◆ Description of the task: Repeat word for word the items from their very start through the line that contains "<point>49,228</point>", both ends included, and leave the pictures out of your answer.

◆ Supplied data:
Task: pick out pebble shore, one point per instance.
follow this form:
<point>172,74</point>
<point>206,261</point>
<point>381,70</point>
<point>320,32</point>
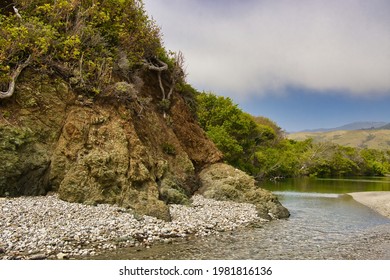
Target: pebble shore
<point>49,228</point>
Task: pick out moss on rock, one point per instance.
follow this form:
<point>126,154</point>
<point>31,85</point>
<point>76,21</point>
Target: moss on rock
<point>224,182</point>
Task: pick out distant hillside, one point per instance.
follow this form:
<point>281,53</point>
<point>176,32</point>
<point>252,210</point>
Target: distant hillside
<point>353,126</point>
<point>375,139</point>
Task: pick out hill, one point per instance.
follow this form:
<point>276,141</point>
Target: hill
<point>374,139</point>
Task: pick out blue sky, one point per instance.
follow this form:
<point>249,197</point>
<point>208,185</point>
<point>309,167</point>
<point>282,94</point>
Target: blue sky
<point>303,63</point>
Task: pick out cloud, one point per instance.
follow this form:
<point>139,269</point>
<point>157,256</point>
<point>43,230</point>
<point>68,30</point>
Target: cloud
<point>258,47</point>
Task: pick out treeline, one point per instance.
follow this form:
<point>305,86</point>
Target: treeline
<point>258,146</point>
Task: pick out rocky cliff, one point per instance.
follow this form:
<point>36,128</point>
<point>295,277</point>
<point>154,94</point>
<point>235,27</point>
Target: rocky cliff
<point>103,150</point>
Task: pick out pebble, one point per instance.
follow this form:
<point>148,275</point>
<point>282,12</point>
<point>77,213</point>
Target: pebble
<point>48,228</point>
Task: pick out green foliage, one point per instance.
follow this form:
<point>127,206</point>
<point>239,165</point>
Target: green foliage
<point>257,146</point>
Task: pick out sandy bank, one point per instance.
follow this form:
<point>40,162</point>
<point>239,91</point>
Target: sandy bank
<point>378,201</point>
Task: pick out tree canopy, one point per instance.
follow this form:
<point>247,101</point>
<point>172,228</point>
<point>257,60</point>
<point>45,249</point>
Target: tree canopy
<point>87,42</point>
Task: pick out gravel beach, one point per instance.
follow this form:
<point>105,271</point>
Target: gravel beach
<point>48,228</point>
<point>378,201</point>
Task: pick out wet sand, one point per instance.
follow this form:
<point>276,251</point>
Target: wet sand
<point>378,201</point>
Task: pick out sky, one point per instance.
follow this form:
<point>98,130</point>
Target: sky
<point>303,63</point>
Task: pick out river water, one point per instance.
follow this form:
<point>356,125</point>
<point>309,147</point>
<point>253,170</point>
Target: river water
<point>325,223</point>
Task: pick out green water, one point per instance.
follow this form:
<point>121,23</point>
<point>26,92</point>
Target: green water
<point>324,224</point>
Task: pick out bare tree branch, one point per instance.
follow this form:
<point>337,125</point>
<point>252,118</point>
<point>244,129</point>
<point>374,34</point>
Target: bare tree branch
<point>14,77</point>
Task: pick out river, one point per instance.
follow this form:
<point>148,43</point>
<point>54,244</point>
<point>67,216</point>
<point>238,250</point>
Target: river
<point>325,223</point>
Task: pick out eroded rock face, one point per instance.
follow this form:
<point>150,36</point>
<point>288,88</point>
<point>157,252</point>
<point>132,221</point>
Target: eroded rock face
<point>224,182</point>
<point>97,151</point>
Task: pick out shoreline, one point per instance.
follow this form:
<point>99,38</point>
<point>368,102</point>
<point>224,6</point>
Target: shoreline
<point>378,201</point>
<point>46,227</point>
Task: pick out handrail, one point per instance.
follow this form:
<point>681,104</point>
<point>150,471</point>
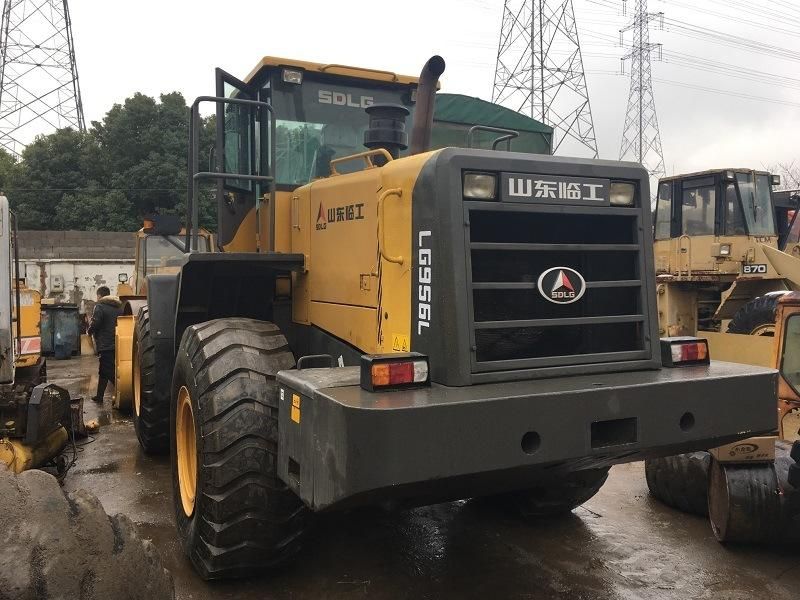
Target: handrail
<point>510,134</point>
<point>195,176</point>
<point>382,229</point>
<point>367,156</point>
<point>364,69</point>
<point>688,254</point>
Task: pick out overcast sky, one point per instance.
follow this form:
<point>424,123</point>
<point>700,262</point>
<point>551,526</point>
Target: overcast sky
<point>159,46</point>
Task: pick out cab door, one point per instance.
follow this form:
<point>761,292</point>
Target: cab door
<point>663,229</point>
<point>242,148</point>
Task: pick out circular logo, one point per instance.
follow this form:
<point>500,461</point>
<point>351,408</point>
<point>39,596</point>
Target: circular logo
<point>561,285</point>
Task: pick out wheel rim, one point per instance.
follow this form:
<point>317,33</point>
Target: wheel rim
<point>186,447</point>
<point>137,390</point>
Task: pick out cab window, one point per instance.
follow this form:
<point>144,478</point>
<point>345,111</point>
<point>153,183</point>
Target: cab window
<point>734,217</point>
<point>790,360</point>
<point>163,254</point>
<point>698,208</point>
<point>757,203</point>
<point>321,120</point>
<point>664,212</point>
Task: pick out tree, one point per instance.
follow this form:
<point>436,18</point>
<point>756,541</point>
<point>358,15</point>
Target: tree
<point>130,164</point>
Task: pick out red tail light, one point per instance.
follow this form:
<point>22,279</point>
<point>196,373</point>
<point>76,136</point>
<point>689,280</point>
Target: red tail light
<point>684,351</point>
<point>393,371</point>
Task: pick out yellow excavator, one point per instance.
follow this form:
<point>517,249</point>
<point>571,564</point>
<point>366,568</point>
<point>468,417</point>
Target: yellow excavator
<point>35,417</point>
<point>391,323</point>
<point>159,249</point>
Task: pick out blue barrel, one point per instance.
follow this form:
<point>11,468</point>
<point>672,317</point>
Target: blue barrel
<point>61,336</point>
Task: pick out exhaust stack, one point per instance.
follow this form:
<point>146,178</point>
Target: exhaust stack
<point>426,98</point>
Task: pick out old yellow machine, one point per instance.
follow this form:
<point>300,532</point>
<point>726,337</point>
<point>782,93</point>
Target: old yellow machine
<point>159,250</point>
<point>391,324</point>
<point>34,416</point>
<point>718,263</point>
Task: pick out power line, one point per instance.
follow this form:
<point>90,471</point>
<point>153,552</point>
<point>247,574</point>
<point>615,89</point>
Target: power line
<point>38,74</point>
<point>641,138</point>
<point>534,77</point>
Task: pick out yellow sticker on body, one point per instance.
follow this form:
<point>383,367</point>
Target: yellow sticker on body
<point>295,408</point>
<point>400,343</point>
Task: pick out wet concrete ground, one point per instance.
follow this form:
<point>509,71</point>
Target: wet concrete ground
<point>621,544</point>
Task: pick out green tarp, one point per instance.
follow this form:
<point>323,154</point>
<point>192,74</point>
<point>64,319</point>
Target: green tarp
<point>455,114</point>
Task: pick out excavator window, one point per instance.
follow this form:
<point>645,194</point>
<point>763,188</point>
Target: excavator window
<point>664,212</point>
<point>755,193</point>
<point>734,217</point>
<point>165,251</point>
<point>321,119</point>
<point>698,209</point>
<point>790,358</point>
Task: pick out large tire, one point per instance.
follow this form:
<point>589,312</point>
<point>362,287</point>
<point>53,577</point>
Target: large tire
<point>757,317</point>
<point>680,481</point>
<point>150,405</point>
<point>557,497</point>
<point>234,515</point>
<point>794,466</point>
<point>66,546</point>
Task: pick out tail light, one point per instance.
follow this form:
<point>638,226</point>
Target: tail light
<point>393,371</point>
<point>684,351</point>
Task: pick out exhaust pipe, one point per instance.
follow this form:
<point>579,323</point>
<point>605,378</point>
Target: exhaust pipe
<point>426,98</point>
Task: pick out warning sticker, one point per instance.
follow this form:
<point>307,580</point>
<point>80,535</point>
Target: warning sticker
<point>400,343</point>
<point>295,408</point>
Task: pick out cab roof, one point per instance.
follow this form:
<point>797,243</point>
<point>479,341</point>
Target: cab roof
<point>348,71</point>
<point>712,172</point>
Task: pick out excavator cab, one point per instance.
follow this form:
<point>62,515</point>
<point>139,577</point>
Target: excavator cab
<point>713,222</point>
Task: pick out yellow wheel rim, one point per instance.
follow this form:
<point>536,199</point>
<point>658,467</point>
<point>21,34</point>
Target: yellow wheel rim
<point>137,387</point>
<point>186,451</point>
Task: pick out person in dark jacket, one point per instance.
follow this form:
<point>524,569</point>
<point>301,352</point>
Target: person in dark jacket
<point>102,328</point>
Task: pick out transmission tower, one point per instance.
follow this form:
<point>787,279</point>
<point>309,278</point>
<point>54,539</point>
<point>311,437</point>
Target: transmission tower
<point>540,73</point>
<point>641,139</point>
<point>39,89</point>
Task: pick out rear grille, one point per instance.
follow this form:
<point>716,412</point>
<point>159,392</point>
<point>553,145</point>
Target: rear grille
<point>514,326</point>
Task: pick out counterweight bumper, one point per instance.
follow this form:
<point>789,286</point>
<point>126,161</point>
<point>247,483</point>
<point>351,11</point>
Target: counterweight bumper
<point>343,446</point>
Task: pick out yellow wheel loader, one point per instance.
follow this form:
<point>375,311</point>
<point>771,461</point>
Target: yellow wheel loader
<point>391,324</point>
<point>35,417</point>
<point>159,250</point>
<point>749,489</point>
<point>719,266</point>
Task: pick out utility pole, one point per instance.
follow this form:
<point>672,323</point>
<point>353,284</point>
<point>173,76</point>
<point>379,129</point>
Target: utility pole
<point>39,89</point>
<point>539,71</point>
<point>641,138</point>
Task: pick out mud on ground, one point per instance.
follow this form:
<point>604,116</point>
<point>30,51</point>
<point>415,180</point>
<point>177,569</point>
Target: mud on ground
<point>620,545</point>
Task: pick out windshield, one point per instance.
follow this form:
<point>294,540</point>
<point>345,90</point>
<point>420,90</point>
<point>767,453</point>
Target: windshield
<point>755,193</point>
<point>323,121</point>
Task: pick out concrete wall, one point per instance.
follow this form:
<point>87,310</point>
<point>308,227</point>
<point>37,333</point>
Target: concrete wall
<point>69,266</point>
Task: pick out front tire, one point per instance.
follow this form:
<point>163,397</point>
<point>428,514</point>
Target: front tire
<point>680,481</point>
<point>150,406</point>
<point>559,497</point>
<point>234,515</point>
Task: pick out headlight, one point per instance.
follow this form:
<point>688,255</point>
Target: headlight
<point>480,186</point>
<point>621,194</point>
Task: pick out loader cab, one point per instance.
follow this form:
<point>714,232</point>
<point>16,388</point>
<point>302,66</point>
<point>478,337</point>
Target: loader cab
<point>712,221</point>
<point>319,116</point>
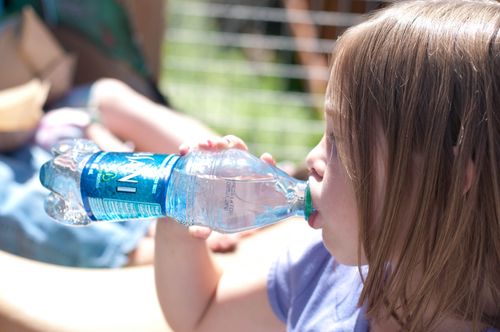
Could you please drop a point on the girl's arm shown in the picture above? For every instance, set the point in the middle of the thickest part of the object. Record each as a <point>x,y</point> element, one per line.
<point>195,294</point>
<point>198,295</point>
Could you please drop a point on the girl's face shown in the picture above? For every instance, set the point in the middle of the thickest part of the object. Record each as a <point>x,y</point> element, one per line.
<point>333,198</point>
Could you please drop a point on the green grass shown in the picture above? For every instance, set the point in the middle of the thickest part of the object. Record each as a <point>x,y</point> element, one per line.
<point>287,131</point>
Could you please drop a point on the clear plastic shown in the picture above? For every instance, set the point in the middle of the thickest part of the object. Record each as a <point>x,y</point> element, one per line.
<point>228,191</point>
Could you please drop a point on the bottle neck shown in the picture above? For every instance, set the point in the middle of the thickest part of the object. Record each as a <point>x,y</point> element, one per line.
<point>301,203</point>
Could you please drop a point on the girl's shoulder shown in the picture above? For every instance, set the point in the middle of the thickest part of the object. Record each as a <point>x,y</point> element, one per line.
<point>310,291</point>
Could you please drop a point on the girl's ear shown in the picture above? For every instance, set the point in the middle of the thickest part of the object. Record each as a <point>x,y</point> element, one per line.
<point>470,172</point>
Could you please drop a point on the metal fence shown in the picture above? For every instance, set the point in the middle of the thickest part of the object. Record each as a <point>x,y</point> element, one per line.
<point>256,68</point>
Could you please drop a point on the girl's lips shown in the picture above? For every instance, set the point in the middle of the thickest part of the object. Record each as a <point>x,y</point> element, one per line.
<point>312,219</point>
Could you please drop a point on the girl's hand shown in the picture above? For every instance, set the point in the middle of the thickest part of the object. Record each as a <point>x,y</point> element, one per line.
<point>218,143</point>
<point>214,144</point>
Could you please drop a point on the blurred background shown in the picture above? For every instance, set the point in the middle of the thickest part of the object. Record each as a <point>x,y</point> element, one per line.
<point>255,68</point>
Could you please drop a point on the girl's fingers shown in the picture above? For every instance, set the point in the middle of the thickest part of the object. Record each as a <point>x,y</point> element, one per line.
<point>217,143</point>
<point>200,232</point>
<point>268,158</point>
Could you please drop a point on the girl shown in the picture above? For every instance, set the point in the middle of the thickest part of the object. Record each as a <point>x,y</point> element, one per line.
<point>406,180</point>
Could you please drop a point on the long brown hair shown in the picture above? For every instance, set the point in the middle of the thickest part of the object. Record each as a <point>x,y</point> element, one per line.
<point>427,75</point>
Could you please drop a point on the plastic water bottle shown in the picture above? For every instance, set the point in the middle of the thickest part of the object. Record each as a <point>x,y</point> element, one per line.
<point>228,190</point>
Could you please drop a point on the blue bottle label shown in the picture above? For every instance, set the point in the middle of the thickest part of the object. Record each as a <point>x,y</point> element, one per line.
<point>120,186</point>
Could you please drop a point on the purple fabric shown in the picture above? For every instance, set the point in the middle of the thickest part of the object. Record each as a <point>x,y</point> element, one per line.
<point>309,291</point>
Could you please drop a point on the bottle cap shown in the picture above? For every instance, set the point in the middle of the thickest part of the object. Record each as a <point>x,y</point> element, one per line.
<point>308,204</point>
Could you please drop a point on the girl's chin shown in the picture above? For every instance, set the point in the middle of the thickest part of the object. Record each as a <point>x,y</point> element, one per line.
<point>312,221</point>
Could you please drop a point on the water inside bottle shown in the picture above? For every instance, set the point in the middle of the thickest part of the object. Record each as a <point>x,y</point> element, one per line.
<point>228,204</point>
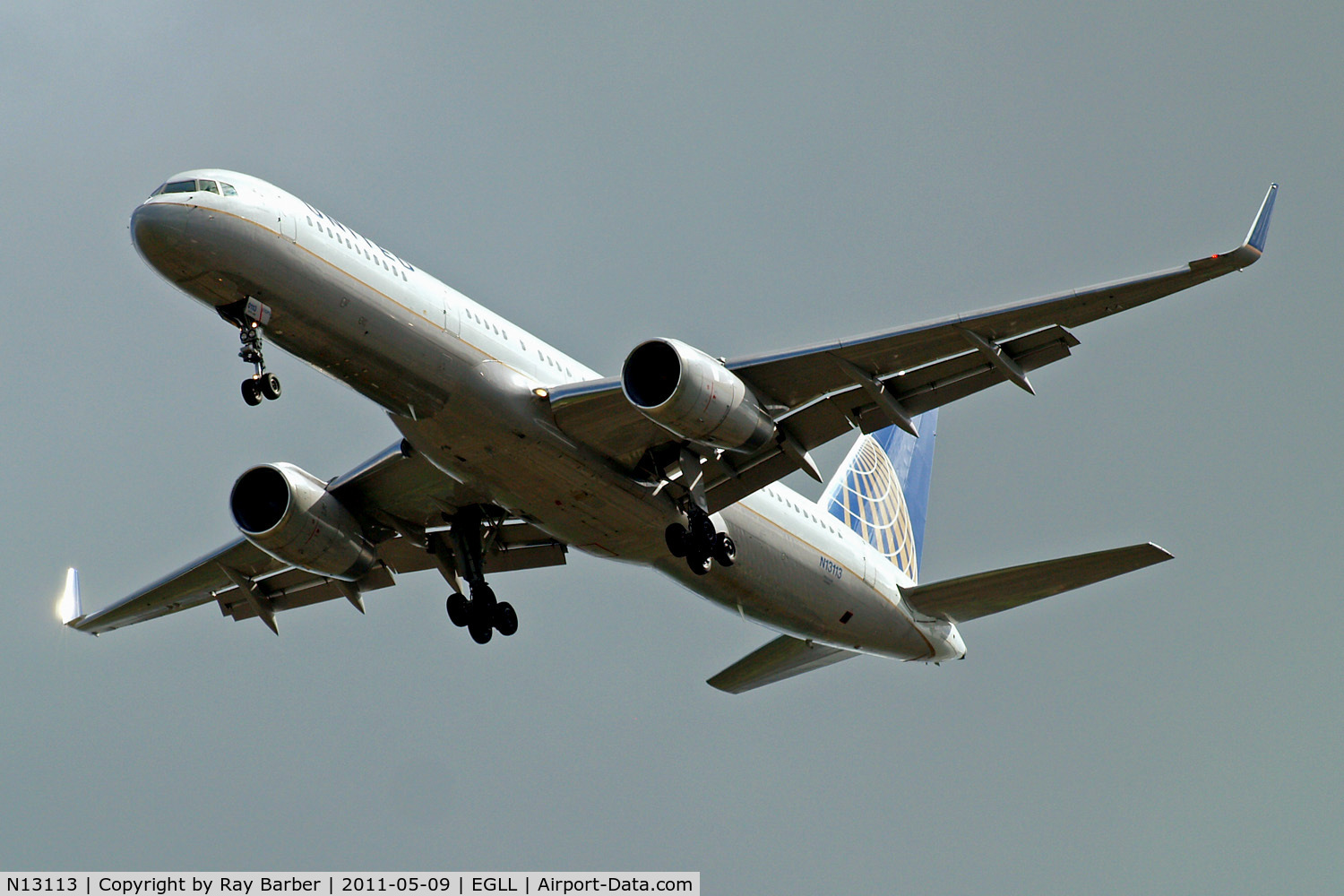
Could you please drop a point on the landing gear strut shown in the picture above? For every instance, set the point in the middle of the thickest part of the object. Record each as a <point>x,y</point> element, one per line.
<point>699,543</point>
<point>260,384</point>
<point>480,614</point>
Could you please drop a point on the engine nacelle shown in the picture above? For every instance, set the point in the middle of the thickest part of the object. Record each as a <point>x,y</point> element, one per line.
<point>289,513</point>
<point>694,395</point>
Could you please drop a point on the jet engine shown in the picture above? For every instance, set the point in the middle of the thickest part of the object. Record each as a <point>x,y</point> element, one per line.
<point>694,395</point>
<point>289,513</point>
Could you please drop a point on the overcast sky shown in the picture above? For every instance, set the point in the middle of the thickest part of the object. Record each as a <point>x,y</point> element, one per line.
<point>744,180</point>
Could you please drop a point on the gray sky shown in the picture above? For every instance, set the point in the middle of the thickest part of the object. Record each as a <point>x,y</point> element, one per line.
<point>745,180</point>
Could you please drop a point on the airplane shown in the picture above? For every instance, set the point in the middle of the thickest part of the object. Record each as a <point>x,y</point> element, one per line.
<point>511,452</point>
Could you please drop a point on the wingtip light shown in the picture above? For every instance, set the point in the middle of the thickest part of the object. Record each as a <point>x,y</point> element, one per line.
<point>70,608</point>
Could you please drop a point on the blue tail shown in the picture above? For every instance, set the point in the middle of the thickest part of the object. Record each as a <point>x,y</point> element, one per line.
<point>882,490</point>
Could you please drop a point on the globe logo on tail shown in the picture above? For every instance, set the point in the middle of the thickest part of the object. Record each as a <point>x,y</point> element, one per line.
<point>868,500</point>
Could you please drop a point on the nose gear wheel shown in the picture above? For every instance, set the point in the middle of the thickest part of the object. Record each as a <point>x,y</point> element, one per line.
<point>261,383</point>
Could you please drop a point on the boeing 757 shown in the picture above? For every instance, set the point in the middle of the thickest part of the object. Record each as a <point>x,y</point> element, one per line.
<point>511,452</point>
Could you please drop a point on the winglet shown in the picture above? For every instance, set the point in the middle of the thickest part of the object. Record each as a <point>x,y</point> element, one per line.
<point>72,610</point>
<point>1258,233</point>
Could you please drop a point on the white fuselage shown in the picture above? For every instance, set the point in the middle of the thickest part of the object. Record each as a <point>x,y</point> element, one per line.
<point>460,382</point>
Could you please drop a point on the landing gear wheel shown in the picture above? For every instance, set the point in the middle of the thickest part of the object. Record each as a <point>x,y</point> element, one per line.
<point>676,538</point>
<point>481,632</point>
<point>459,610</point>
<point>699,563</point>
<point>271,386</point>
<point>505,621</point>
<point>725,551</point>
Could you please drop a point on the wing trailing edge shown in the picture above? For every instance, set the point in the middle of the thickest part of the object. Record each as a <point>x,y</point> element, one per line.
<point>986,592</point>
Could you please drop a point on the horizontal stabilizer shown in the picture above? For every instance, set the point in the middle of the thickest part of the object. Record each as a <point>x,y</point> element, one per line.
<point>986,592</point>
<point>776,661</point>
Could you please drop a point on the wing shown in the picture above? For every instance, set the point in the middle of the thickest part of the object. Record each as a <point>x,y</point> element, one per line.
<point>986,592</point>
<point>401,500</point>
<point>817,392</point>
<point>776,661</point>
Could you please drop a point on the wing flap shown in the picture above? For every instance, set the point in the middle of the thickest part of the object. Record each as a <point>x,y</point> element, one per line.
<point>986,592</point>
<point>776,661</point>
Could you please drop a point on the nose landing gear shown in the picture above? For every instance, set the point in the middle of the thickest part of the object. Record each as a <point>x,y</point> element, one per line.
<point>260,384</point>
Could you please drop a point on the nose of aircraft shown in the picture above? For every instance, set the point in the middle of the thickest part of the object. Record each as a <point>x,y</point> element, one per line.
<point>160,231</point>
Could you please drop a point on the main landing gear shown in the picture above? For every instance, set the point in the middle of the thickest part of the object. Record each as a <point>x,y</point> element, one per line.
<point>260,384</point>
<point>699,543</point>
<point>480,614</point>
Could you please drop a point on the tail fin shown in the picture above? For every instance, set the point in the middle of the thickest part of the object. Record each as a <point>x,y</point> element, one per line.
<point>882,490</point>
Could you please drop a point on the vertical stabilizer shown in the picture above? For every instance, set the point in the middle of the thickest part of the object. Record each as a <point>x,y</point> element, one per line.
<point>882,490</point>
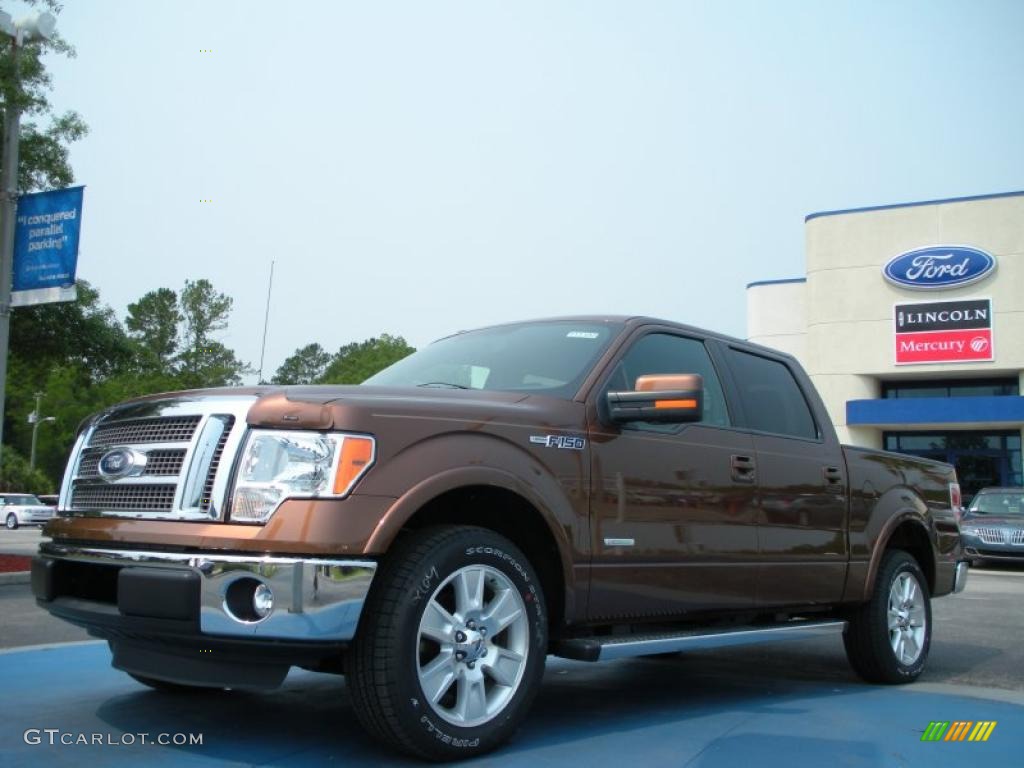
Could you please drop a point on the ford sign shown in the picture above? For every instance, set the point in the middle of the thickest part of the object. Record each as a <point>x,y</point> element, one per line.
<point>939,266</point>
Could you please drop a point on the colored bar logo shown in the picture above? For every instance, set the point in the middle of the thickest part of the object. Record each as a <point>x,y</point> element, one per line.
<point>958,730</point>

◆ Response to the task:
Task: pick out pebble shore, one point per instance.
follow this form:
<point>172,74</point>
<point>206,261</point>
<point>381,70</point>
<point>320,32</point>
Target: pebble shore
<point>49,228</point>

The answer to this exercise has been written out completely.